Предложенный фрагмент:
☆ ☆ ☆ ☆ ☆

2. Верлибр в саду других возможностей[*]

2. Верлибр в саду других возможностей[*]

(О «Скупщике непрожитого» А. Лебедева)[19]

Андрея Лебедева, живущего и преподающего в Париже сочинителя, автора четырех книг, составителя разнообразных антологий и талантливого блогописца, критики давно и стабильно привыкли сравнивать с Сашей Соколовым — в приведенных в конце книги выдержках из рецензий это имя возникает наиболее часто. Следом за Соколовым идут Набоков, Кортасар и Виан. «Соображая на четырех», эти авторы, по мнению рецензирующих, и инициируют феномен прозы Лебедева.

Не будем пока деконструировать это сравнение (более чем лестное во всех его частях, но справедливое, по моему мнению, скорее всего, применительно к Виану), а посмотрим, как относится к нему сам автор «романа-пурги, феерического twist a shout», то есть как Лебедев обозначает своего «Скупщика». Книга начинается так:

«— Так кто он: Бог или дьявол? — сдвинув брови на восток, спросил Папарадзе.

— По новейшим сведениям, представитель общества с безграничной безответственностью „Четыре с половиной“, — пояснил Марихуан Матус.

Мы плыли в гондоле по Сене. Я сидел на корме. Впереди показались башни Кремля. <…> Палисандрия, — объявил Матус. — Скоро высаживаемся».

Как видим, Лебедев не то что не скрывает, но сознательно готовит читателя: к тому, что его ожидает, и к тому, что от него ожидается определенная искушенность.

Сочинения, требующие такой искушенности, у критиков — так же часто, как Лебедева сравнивают с Соколовым, — ассоциируются с борхесовским «садом разбегающихся тропок». Здесь же, кажется, мы находимся в несколько другом саду — «саду других возможностей» (Л. Петрушевская). Лебедев в своей прозе постоянно реализует эти «другие возможности», не пренебрегая очевидным (аллюзии на известных авторов и т. д.), пририсовывает за ним перспективу, снабжает свое повествование «двойным дном».

☆ ☆ ☆ ☆ ☆

(Сохранённые записи)

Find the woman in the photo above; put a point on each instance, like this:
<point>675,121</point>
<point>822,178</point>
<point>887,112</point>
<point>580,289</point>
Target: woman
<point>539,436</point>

☆ ☆ ☆ ☆ ☆

Список заданий:
- a) Можете дословно переписать часть рецензии на «Скупщика непрожитого»: начните с того места, где стоят слова «Андрея Лебедева, живущего», и остановитесь после слов «феномен прозы Лебедева.»?
- b) Как будут выглядеть все строки записей в виде нумерованного списка без пустых строк?
Фрагмент и записи — два самостоятельных материала, никак не связанных друг с другом.

Готовые ответы:
- a)
Андрея Лебедева, живущего и преподающего в Париже сочинителя, автора четырех книг, составителя разнообразных антологий и талантливого блогописца, критики давно и стабильно привыкли сравнивать с Сашей Соколовым — в приведенных в конце книги выдержках из рецензий это имя возникает наиболее часто. Следом за Соколовым идут Набоков, Кортасар и Виан. «Соображая на четырех», эти авторы, по мнению рецензирующих, и инициируют феномен прозы Лебедева.

- b)
1. Find the woman in the photo above; put a point on each instance, like this:
2. <point>675,121</point>
3. <point>822,178</point>
4. <point>887,112</point>
5. <point>580,289</point>
6. Target: woman
7. <point>539,436</point>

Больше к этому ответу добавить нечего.